* [Stated task 1]
Which terms does the merger excerpt define in parentheses? List each one.

* [Excerpt]
At the effective time of the Merger (the Effective Time), each outstanding share of common
stock, par value $1.00 per share, of the Company (including the associated preferred stock purchase
rights granted pursuant to the Companys shareholder rights plan, Common Stock), other than
shares owned by the Company, Merger Sub or by Finish Line, will be cancelled and converted into the
right to receive $54.50 in cash, without interest. At the Effective Time, the vesting of each
outstanding option will be accelerated in full, and each such option will be cancelled and
converted into the right to receive in cash, without interest and less applicable withholding
taxes, equal to the product of (a) the excess of $54.50 over the exercise price per share of Common
Stock for such option and (b) the number of shares of Common Stock then subject to such option.
Additionally, all restricted shares under the Companys equity plans will be vested in full
immediately prior to the Effective Time.
Each issued and outstanding share of the Companys preferred stock will remain outstanding
following the Effective Time. However, Finish Line has informed the Company that it currently
intends to redeem any redeemable shares of preferred stock that have not converted into Common
Stock, if applicable, after the Effective Time in accordance with the Companys charter.
Additionally, Finish Line has informed the Company that it may
commence a tender offer and
consent solicitation (the Tender Offer) with respect to the approximately 60,000 outstanding
shares of the Companys employees subordinated convertible preferred stock, which are currently
not redeemable (the Employee Preferred Stock), at $54.50 per share that is conditioned on (i) the
consummation of the Merger and (ii) the tendering holders of the Employee Preferred Stock granting
proxies to vote in favor of the Merger and an amendment to the Companys charter (the Amendment)
to allow for the redemption of the Employee Preferred Stock after the consummation of the Merger at
$54.50 per share. However, neither the making of nor consummation of the Tender Offer, nor the
approval of the Companys shareholders of the Amendment, shall be a condition to the closing of the
Merger for the Company, Finish Line or Merger Sub. The Company has agreed to recommend the
adoption of the Amendment to its shareholders and to include the Amendment in the Companys proxy
statement relating to the Merger Agreement.
Pursuant to the Merger Agreement, the Company is subject to a no shop restriction on its
ability to solicit third-party proposals, provide information and engage in discussions with third
parties relating to alternative business combination transactions. The no-shop provision is
subject to a fiduciary-out provision that allows the Company, prior to obtaining shareholder
approval of the Merger, to provide information and participate in discussions with respect to a
third party proposal that its board of directors (1) determines in good faith, after consultation
with advisors, is a superior proposal, as defined in the Merger Agreement, and (2) determines
that its failure to pursue (by furnishing information or engaging in discussions) would be
inconsistent with its fiduciary duties.

* [Entries]
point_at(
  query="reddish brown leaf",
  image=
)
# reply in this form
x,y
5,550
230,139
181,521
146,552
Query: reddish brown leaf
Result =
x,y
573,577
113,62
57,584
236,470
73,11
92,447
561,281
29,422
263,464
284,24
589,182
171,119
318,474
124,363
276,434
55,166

* [Stated task 2]
Reproduce, line for line, all the entries that follow the merger excerpt.

* [Worked solution 1]
Effective Time
Common Stock
Tender Offer
Employee Preferred Stock
Amendment

* [Worked solution 2]
point_at(
  query="reddish brown leaf",
  image=
)
# reply in this form
x,y
5,550
230,139
181,521
146,552
Query: reddish brown leaf
Result =
x,y
573,577
113,62
57,584
236,470
73,11
92,447
561,281
29,422
263,464
284,24
589,182
171,119
318,474
124,363
276,434
55,166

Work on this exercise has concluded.